MATERIAL:
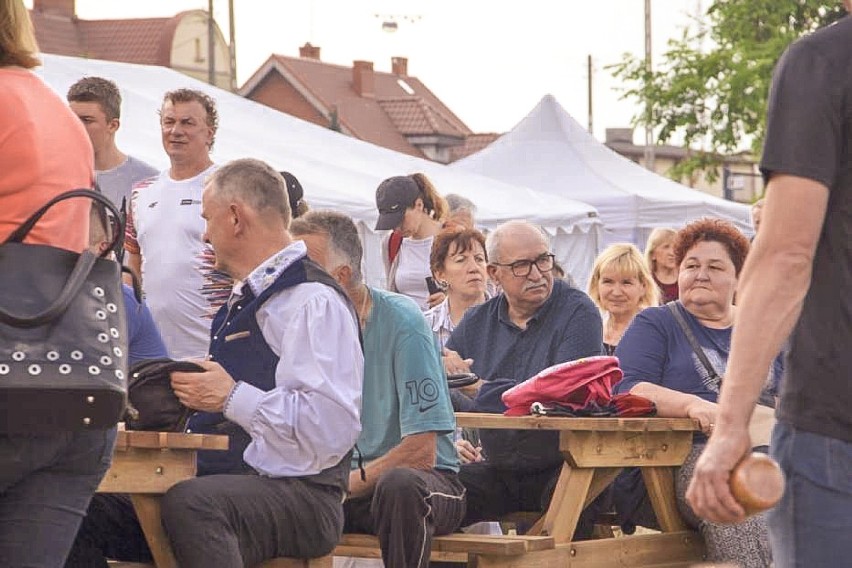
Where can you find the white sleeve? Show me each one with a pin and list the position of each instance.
(311, 419)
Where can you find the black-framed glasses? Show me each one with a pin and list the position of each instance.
(522, 268)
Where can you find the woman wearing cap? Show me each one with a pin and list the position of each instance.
(659, 255)
(621, 286)
(295, 195)
(411, 205)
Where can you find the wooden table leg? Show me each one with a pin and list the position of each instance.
(148, 511)
(562, 515)
(661, 491)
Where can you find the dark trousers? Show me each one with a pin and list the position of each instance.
(109, 530)
(407, 508)
(493, 493)
(46, 482)
(221, 521)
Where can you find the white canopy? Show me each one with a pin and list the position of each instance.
(337, 172)
(550, 152)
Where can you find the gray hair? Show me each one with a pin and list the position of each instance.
(255, 183)
(343, 240)
(458, 203)
(492, 242)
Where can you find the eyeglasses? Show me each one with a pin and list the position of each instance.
(522, 268)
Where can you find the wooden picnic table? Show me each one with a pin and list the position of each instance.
(145, 465)
(595, 451)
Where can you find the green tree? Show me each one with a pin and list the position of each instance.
(714, 99)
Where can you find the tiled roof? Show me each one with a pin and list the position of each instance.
(473, 144)
(414, 117)
(141, 40)
(401, 105)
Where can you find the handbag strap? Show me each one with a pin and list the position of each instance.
(69, 291)
(674, 308)
(19, 234)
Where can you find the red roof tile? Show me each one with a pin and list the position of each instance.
(473, 144)
(401, 105)
(141, 40)
(414, 117)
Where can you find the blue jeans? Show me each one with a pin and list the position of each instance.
(812, 525)
(46, 482)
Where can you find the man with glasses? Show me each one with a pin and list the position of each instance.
(534, 323)
(165, 229)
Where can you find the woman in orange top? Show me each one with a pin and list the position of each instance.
(46, 481)
(44, 150)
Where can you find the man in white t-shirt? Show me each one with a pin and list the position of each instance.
(165, 229)
(97, 103)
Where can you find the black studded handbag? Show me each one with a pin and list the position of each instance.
(63, 337)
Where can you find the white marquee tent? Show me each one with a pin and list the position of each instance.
(550, 152)
(337, 171)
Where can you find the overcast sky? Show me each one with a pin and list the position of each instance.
(490, 61)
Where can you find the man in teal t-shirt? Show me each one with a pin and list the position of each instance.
(409, 488)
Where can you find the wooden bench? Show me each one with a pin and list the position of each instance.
(471, 549)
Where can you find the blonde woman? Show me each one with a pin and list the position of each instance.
(46, 480)
(411, 205)
(621, 286)
(660, 259)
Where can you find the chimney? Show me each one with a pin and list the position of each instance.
(362, 78)
(309, 51)
(399, 66)
(65, 8)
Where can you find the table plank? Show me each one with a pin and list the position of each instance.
(169, 440)
(625, 448)
(499, 421)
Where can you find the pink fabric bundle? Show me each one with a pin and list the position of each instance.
(575, 384)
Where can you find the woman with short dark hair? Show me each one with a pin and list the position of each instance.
(660, 363)
(412, 206)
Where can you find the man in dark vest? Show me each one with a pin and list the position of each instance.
(287, 396)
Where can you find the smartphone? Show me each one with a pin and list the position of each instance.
(433, 286)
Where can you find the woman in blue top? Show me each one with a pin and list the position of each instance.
(660, 364)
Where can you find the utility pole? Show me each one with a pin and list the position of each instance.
(589, 65)
(232, 40)
(649, 128)
(211, 45)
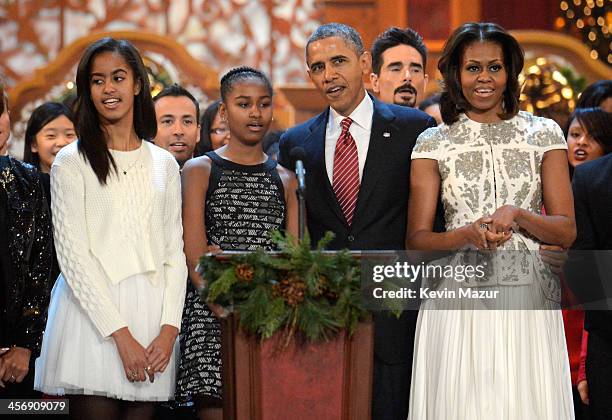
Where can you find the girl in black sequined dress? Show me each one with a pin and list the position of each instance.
(232, 198)
(26, 256)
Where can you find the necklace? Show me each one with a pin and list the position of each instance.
(129, 168)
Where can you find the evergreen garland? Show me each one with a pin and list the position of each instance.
(296, 290)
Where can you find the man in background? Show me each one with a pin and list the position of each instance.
(399, 57)
(178, 128)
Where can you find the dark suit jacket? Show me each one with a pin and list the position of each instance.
(380, 218)
(593, 205)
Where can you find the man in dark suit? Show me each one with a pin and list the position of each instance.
(593, 206)
(362, 198)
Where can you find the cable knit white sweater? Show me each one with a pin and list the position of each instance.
(107, 233)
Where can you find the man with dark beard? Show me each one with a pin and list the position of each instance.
(398, 74)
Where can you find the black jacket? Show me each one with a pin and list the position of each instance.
(380, 218)
(592, 188)
(26, 258)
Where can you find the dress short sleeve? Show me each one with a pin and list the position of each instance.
(551, 137)
(428, 145)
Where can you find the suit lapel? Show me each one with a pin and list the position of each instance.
(382, 133)
(315, 148)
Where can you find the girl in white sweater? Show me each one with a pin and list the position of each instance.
(116, 309)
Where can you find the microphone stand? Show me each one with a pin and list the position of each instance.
(300, 173)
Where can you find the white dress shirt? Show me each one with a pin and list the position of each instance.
(360, 130)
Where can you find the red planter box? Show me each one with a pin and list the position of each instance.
(324, 381)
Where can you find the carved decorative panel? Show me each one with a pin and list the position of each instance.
(268, 34)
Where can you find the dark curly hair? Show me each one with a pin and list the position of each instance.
(237, 74)
(393, 37)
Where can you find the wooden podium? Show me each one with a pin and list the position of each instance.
(325, 381)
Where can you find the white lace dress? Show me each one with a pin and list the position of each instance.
(475, 363)
(120, 249)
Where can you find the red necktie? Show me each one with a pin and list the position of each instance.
(346, 171)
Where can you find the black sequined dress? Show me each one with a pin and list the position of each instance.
(243, 203)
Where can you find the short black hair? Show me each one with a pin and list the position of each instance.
(240, 74)
(393, 37)
(595, 94)
(347, 33)
(452, 101)
(177, 91)
(208, 116)
(40, 117)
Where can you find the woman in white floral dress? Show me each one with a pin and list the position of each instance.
(494, 167)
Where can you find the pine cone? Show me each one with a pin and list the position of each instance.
(244, 272)
(290, 289)
(322, 286)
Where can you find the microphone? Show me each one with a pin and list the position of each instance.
(297, 155)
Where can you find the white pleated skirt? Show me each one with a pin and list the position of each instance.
(75, 359)
(490, 365)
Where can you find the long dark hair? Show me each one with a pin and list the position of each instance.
(92, 140)
(40, 117)
(208, 116)
(595, 94)
(596, 122)
(452, 101)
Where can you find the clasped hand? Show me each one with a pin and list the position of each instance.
(14, 364)
(490, 232)
(140, 363)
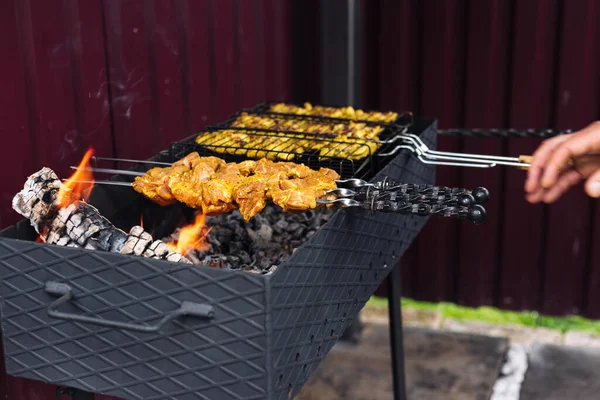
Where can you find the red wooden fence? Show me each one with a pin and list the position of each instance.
(128, 77)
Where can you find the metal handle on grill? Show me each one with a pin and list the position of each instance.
(66, 293)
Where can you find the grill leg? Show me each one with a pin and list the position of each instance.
(396, 339)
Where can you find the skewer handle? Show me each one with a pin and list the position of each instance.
(529, 159)
(525, 160)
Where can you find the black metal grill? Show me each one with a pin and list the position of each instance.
(268, 334)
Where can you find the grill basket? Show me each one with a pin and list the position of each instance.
(268, 334)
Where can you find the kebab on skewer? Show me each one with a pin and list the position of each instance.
(334, 112)
(217, 187)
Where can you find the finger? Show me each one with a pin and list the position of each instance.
(592, 185)
(540, 157)
(582, 143)
(564, 183)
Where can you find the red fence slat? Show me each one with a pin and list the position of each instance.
(224, 58)
(201, 65)
(399, 44)
(532, 91)
(441, 84)
(128, 46)
(572, 220)
(251, 53)
(15, 114)
(576, 105)
(485, 107)
(278, 49)
(168, 43)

SHORT PROBLEM:
Reproduce the material in full, word for word, and omit the pictures.

RESPONSE TO THE TASK:
Where can you find the white sleeve? Show me each one with a pin and list the position of each instance.
(311, 419)
Where can you find the black-framed glasses? Show me each one with a pin and list the position of each instance.
(522, 268)
Where can you find the woman wearing cap? Show me each one with a pin and list the position of each instance.
(659, 255)
(621, 286)
(295, 195)
(411, 205)
Where can you find the wooden table leg? Show me each one with a pin and list the position of each instance.
(148, 511)
(562, 515)
(661, 491)
Where can you find the dark trousers? Show me each one with a pin and list the position of each instance.
(109, 530)
(407, 508)
(493, 493)
(46, 482)
(221, 521)
Where can you find the white canopy? Show me each one with a pin and list the position of each instance.
(337, 172)
(550, 152)
Where can you find the gray hair? Show me each one with a pin and list the position of each instance.
(255, 183)
(343, 240)
(458, 203)
(492, 242)
Where can you find the eyeglasses? Show me each one with a pin and list the position of each instance.
(522, 268)
Where can you find the wooden picnic table? Show me each one with a pin and list the position of each instance.
(145, 465)
(595, 451)
Where can you find the green tree? Show me each one with a pin and list the position of each instance.
(714, 99)
Where can you find the tiled roof? Show me each one with a pin and list the position of each instance.
(473, 144)
(414, 117)
(141, 40)
(401, 105)
Where can you find the handbag strap? Show me each one with a pin and list the position of each instance.
(69, 291)
(674, 308)
(19, 234)
Where can you find the red roof tile? Show me each one with a pin and list the position of each instance.
(473, 144)
(401, 105)
(141, 40)
(414, 117)
Where can you find the blue jeans? Show me each one with a pin and list the position of each instance.
(812, 525)
(46, 482)
Where can you find the man with glasses? Show me each one with a pin and list the position of each instance.
(534, 323)
(165, 229)
Where can you find the woman in orange top? Show me each one with a pin and list the position of each instance.
(46, 481)
(44, 150)
Where can you find the man in white t-shirt? Show me each one with a pin and list the position of each instance.
(165, 229)
(97, 103)
Where can you find the black studded handbag? Show me each one with a pin and list the position of each instance.
(63, 337)
Where can you find the white marquee tent? Show me each one with a pin and list the position of each instance.
(550, 152)
(337, 171)
Where can you find the overcast sky? Show me each one with a pin and list the position of each instance.
(490, 61)
Where can you find the man in teal t-shirt? Show me each one with a pin and list the position of each instance.
(409, 488)
Where can you find the wooden bench? Show me each one with a pin and list the position of each instance.
(471, 549)
Where can you find the blonde woman? Show me each one with a pin and list the position of each instance.
(46, 480)
(411, 205)
(621, 286)
(660, 259)
Where can you find the chimney? Show me each one with a pin and list the position of each instance.
(362, 78)
(309, 51)
(399, 66)
(65, 8)
Where can you find the table plank? Show me each one with a pin and list the position of each instance.
(169, 440)
(625, 448)
(499, 421)
Where can you find the pink fabric bundle? Show me each one with a pin and list the position of each instance.
(575, 384)
Where can you find the woman with short dark hair? Show me each one with a pin and list the position of each instance.
(660, 363)
(412, 206)
Where can you find the man in dark vest? Show me each one with a pin and list the position of each instance.
(287, 396)
Where can you find the smartphone? Show me each one with a pin and list the position of each instance.
(433, 286)
Where can you find the woman in blue top? Show me each one with a pin and list the position of each instance.
(660, 364)
Where can you find the utility pole? Show me each one with a pin and list the position of each instance.
(589, 65)
(232, 40)
(649, 128)
(211, 45)
Where can you find the girl in black sequined dress? Show me each one with a pin and list the position of each instance.
(232, 198)
(26, 256)
Where can you find the necklace? Show me each one with a pin and list the position of each instance.
(129, 168)
Where can you find the evergreen garland? Show me each one with a pin and list the position of each instance.
(296, 290)
Where can you find the man in background? Show me each one with a pin and list the position of each instance.
(399, 57)
(178, 128)
Where can you find the dark suit jacket? Show me each one with a pin and list the position of each instance.
(380, 218)
(593, 205)
Where can you find the man in dark suit? Show me each one with a pin and list the position of each instance.
(593, 206)
(362, 198)
Where can you find the cable knit white sweater? Show me each one with a pin and list the position of each instance.
(107, 233)
Where can you find the man with dark beard? Show me each one with a pin and list the position of each instance.
(398, 74)
Where can you find the black jacket? Show me each one with a pin and list the position of each instance.
(380, 218)
(592, 188)
(26, 258)
Where can you find the dress short sleeve? Show me each one with a pin and list the position of each instance.
(551, 137)
(428, 145)
Where can you find the suit lapel? Show me each one with a pin and list the position of each instance.
(382, 133)
(315, 148)
Where can you find the girl in white sweater? Show me each one with a pin and list the position of each instance.
(116, 309)
Where can you find the microphone stand? Show me each one with a pin and list the position of each instance.
(300, 173)
Where can you find the white dress shirt? Show me each one with a pin and list the position of each instance.
(360, 130)
Where can you find the red planter box? Show me each one with a pin and list the position of each instance.
(324, 381)
Where can you find the carved decorative panel? Show me each one with a pin and list the position of each instance.
(268, 34)
Where can you find the dark curly hair? Show me each one with a pin and list the position of each instance.
(237, 74)
(393, 37)
Where can you find the wooden podium? Show me each one with a pin and list the position of each instance.
(325, 381)
Where can you find the white lace dress? Show me each one with a pin and list the position of each instance.
(475, 363)
(120, 249)
Where can you find the red necktie? Show me each one with a pin and list the position of each instance.
(346, 171)
Where can you find the black sequined dress? Show me each one with a pin and list the position of each instance.
(243, 203)
Where can you find the short black hair? Show me each one with a pin and list the position of each instance.
(240, 74)
(393, 37)
(595, 94)
(347, 33)
(452, 101)
(177, 91)
(208, 116)
(40, 117)
Where can you find the woman in white floral dress? Show me each one with a pin and list the position of each instance.
(494, 167)
Where can you find the pine cone? Show me each one with a pin and list the position of each instance.
(244, 272)
(290, 289)
(322, 286)
Where can you find the microphone? Show me each one with a pin and list the position of each instance.
(297, 155)
Where can you find the white pleated skirt? Show me each one with a pin and list the position of each instance.
(75, 359)
(490, 365)
Where can you find the long dark hair? Show me each one with a pin and list the position of each instance.
(92, 140)
(40, 117)
(208, 116)
(595, 94)
(596, 122)
(452, 101)
Where can you find the clasped hand? Show me each one with a pin and list the position of each instance.
(14, 364)
(490, 232)
(140, 363)
Where can you find the red wooden fence? Show me each one with a pin and list the position of each instance.
(128, 77)
Where can you find the metal handle on grill? Show me each one with a pin and list the position of each instance.
(66, 293)
Where can you find the grill leg? Show me each one with a pin and list the position of each instance.
(396, 339)
Where can you find the skewer handle? Show me each one with a pin and list the position of each instance.
(529, 159)
(525, 160)
Where can you find the black metal grill? Show me each one with a pin and list the position of each instance.
(268, 334)
Where can you find the grill basket? Show me each one with a pin and list the position of each instance.
(268, 334)
Where can you find the kebab on skewer? Show me each one with a pin and list the position of each instance.
(334, 112)
(217, 187)
Where can you find the finger? Show me each one with a pin and list the position of each instance.
(592, 185)
(540, 157)
(582, 143)
(564, 183)
Where can you find the red fence slat? Show me each one with a pin and list the position of each instance.
(224, 58)
(201, 65)
(399, 44)
(532, 91)
(441, 84)
(128, 46)
(572, 220)
(251, 53)
(15, 114)
(576, 105)
(485, 107)
(278, 49)
(168, 43)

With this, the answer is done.